All that is needed is every line of the listing below that has "comes".
▽
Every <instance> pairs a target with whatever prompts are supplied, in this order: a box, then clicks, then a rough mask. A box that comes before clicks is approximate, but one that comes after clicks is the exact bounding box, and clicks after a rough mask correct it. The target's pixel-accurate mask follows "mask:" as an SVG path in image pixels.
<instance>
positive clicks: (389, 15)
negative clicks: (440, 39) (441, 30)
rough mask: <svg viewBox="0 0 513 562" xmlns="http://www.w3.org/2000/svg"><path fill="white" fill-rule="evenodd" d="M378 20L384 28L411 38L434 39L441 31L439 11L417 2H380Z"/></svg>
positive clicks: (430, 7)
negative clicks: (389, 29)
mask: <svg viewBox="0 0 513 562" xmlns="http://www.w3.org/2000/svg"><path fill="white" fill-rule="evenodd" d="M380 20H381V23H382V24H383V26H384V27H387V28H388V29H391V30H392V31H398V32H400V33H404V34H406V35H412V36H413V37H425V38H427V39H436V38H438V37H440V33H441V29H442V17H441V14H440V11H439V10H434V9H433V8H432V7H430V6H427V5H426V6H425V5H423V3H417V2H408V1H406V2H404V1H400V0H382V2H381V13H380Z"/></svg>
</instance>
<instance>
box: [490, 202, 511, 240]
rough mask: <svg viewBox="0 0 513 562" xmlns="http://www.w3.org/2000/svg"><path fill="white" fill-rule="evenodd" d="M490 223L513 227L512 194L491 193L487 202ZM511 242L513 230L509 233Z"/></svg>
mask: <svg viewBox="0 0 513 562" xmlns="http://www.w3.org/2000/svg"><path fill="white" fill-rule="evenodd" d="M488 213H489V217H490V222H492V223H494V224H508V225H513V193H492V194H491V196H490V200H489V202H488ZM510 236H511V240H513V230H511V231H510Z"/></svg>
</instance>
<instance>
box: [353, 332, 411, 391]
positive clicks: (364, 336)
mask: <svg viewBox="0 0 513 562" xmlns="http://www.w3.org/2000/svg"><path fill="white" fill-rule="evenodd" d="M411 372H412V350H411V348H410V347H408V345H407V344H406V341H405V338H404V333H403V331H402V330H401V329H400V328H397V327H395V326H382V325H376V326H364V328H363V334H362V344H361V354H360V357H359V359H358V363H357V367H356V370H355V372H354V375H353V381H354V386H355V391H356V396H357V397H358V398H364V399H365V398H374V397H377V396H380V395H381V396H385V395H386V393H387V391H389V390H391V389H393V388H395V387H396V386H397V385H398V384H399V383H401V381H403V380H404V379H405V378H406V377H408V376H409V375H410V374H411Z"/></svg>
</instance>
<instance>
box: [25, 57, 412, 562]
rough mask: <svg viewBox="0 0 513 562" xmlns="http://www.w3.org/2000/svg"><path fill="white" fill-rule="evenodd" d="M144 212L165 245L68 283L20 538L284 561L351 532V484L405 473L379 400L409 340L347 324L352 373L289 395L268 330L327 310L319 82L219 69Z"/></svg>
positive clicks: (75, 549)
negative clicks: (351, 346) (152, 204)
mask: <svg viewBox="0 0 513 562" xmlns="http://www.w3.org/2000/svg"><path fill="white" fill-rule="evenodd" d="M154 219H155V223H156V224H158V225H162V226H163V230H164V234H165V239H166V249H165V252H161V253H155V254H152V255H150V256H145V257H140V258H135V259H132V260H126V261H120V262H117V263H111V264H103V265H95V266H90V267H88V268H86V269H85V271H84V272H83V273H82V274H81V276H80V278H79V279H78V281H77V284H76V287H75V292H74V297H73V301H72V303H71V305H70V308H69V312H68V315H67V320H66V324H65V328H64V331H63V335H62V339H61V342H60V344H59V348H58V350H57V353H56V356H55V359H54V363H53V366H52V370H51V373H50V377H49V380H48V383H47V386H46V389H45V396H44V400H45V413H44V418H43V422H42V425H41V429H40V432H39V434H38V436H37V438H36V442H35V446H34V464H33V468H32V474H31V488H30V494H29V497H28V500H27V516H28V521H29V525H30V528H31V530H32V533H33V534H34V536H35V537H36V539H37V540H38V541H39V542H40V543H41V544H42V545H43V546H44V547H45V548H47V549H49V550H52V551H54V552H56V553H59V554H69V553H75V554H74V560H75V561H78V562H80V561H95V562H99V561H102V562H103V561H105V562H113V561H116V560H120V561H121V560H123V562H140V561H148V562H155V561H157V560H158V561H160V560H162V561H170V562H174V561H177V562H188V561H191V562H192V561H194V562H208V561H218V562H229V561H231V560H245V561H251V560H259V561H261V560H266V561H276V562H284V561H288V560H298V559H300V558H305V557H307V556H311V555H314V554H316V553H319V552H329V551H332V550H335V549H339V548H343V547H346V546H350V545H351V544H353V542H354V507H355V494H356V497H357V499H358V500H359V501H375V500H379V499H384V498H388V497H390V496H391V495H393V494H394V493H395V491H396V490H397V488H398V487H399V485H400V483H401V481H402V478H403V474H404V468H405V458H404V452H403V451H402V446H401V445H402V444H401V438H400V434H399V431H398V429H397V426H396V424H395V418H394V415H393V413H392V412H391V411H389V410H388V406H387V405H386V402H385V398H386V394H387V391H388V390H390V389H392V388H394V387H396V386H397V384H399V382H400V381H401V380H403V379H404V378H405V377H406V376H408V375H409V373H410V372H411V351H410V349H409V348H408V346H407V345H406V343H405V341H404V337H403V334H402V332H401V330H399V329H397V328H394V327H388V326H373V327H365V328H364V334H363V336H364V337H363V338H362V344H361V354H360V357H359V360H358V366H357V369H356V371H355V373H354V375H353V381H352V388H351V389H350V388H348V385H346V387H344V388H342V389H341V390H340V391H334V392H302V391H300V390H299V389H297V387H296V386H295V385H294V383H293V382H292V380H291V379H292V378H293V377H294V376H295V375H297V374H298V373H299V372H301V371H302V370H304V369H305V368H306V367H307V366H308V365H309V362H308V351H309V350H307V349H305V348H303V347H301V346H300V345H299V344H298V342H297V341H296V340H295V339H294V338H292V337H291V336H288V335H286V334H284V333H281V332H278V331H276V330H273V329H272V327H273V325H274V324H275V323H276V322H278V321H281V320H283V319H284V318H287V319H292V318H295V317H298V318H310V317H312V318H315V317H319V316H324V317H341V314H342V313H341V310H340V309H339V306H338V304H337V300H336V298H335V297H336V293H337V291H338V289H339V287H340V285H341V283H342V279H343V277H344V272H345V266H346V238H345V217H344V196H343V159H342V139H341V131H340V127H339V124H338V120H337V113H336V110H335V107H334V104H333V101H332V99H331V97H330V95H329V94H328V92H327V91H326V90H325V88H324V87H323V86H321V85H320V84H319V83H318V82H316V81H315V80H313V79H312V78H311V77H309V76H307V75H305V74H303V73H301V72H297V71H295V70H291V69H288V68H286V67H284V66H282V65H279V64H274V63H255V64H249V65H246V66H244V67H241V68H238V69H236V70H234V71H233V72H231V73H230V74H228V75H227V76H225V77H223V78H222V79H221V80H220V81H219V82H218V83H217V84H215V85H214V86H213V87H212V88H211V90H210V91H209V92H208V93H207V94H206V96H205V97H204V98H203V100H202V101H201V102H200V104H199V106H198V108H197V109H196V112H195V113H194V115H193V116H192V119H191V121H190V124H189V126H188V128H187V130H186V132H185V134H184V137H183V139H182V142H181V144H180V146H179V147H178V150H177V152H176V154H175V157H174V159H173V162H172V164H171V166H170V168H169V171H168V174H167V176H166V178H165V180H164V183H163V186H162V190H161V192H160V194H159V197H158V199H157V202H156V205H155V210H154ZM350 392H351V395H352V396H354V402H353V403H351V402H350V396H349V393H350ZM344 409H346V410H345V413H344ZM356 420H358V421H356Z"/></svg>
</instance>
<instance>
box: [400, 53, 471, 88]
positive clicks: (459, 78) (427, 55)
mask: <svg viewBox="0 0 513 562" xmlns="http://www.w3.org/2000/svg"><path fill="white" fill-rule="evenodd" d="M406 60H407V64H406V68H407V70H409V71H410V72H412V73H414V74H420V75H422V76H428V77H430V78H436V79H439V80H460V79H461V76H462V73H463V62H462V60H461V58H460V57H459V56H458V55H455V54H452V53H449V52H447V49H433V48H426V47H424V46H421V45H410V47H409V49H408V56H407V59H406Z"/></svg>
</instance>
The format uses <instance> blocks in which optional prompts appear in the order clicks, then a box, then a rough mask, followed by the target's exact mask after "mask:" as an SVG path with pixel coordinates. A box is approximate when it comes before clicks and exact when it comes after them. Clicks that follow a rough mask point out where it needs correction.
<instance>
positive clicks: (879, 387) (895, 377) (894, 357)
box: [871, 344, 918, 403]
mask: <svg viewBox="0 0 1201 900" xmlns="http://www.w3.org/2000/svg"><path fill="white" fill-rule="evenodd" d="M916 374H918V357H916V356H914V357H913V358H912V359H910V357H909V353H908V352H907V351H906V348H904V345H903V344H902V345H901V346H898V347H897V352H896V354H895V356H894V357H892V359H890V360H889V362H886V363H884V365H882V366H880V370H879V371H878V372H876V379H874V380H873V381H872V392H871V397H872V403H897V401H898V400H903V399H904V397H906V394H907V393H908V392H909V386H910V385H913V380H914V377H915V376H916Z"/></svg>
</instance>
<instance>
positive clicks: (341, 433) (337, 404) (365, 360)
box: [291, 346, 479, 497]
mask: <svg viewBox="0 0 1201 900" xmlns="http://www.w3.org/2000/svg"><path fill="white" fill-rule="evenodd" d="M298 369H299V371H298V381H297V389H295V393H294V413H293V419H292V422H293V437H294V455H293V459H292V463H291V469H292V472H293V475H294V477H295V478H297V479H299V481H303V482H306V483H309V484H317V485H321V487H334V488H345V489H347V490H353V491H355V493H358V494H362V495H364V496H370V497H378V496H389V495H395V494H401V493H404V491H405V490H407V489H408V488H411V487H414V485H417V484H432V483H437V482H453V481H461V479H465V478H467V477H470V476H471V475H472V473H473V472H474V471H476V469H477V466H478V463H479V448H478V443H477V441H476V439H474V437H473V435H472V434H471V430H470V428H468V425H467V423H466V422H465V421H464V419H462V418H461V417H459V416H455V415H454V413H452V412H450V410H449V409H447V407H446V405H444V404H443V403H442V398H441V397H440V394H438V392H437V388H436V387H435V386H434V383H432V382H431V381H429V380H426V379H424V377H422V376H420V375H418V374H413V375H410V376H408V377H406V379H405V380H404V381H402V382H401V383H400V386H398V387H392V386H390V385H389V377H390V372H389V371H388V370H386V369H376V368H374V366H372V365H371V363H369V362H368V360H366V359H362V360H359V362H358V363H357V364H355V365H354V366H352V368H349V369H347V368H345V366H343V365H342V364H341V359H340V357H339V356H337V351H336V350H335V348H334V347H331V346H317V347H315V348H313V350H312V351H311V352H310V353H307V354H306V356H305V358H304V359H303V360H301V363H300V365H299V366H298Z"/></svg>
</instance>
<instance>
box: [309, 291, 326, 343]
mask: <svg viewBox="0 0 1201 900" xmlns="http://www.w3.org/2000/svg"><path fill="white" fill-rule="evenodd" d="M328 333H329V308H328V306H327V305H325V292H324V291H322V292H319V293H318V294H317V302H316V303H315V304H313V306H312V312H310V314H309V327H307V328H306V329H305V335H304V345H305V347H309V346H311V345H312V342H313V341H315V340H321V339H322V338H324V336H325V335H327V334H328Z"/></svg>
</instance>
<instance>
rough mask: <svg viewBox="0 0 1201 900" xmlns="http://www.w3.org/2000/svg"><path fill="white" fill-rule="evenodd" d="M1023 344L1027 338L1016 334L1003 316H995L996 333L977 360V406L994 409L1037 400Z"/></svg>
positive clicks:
△
• ANSWER SECTION
Every <instance> pairs a target with whatever prompts are supplied, in this order: a box, then clicks, then a rough mask. A box that comes before clicks is approximate, but one that comes after clicks is the exact bounding box, and clicks after a rough mask correct it. The target's pixel-accurate mask follows "mask:" as an SVG path in image pixels.
The format uses <instance> blocks in which optional prompts appear in the order clicks, then a box, then a rough mask, followed by the target's exact mask after "mask:" as an SVG path with pixel coordinates. A box is approximate when it comes before clicks and exact when it comes after them. Clicks that follow a rough mask point out where it needs correction.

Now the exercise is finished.